Remy Roque ‘06 is about to graduate from medical school and begin his career as an anesthesiologist, but like many students, as he was growing up he didn’t always have a clear view of his future career.
Before becoming a Park Scholar and beginning his undergraduate career at NC State, Roque did know that he loved to build things and that math and science came naturally to him.
“I didn’t really know much about engineering but I think I got the same advice many students who are good at math and science get – consider engineering,” Roque said. “As a matter of fact, it was at a recruitment dinner for the pulp and paper science/engineering program that I first heard about both NC State and the Park Scholarship. I still feel incredibly lucky that the recruiter really encouraged me to apply.”
Roque graduated from NC State with a double major in chemistry and chemical and biomolecular engineering, but said it was the coursework he completed for his biotechnology minor that sparked the realization that he wanted to become a doctor. Roque said it also meant a lot for him to follow in the footsteps of a physician who he said was his biggest role model – his father.
After graduating, Roque traveled to Poland with an NC State professor for a summer research experience. When he returned to the United States, Roque said he finally made his decision – he was going to apply to medical school.

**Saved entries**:
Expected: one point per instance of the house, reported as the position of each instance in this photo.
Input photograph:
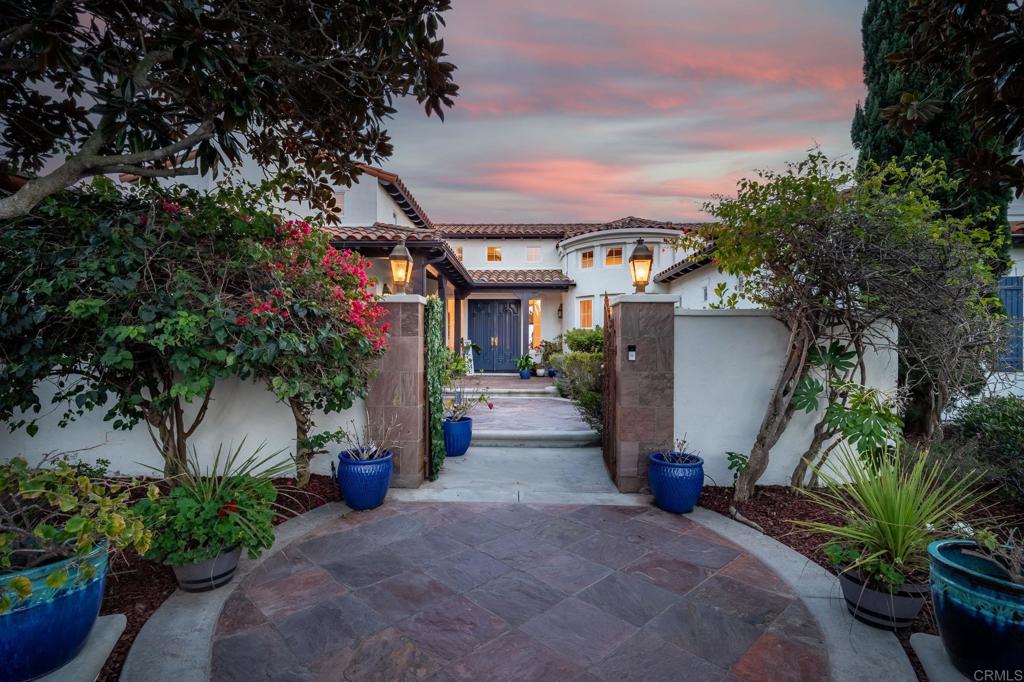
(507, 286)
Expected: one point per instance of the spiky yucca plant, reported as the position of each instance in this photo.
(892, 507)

**QUESTIONS**:
**1.** For the profile of Remy Roque, state whether each statement agrees with it, answering yes or no and quoting the deciding words: (a) Roque first heard about NC State at a recruitment dinner for the pulp and paper science/engineering program; (b) Roque's biotechnology minor coursework led him to realize he wanted to become a doctor; (c) Roque traveled to Poland before graduating from NC State.
**2.** Repeat the portion of the profile of Remy Roque between "Roque graduated from" and "to medical school.", inclusive.
**3.** Go on with the profile of Remy Roque from the point where it stops.
The records are separate material, unrelated to the profile of Remy Roque.

**RESPONSES FOR EACH TASK**:
**1.**
(a) Yes: "it was at a recruitment dinner for the pulp and paper science/engineering program that I first heard about both NC State and the Park Scholarship"
(b) Yes: "it was the coursework he completed for his biotechnology minor that sparked the realization that he wanted to become a doctor"
(c) No: "After graduating, Roque traveled to Poland with an NC State professor for a summer research experience"

**2.**
Roque graduated from NC State with a double major in chemistry and chemical and biomolecular engineering, but said it was the coursework he completed for his biotechnology minor that sparked the realization that he wanted to become a doctor. Roque said it also meant a lot for him to follow in the footsteps of a physician who he said was his biggest role model – his father.
After graduating, Roque traveled to Poland with an NC State professor for a summer research experience. When he returned to the United States, Roque said he finally made his decision – he was going to apply to medical school.

**3.**
Before beginning medical school at the University of Maryland, he finished up his pre-requisites and spent a year and a half working as a National Institutes of Health Postbaccalaureate Intramural Research Training Fellow – a position he landed through NC State connections. Roque said that his time at NC State really helped prepare him for the demands of medical school.
“I remember several nights staying up late or all night in DH Hill or EB-1 trying to finish assignments. Experiences like this made the transition to the rigors of medical school fairly seamless and easier than it may have been otherwise,” Roque said. “And I found that my interests continued to carry over to medical school and influenced my decision to go into the field I chose (anesthesiology).”
Despite his non-traditional path to becoming a doctor, Roque said that he wouldn’t do anything differently.
“The education I received really has served me well,” Roque said. “Being an engineering student gave me an approach to tackle any problem – regardless of whether or not I had all the information I needed at the time.”
This past year, Roque was invited to serve on the Selection Committee for the Park Scholarships Class of 2018.
“It was an honor to be a part of the process,” Roque said. “Each candidate I reviewed had such potential – it was much more difficult than I imagined it would be to review files and interview candidates. I’m really excited to follow who will be joining the next class because it is only going to add to the value of the Park program.”
Roque said that many fond memories resurfaced as he and his fellow Selection Committee members conducted interviews.
“Being able to give back to the program in this way was important to me because I benefited so much from being a scholar,” Roque said. “I wanted to be able to help select upcoming scholars who would both benefit from the opportunities the Park program offers and would also really be able to contribute their own strengths and talents. It was also a nice opportunity to get re-involved and feel reconnected to the community of Park Scholars.”
Roque was among the Park Class of 2006 alumni who interviewed Park Semifinalists in Washington, D.C. earlier this year. He said it was great to catch up with his classmates and reflect on good times, including their senior retreat at Yosemite National Park.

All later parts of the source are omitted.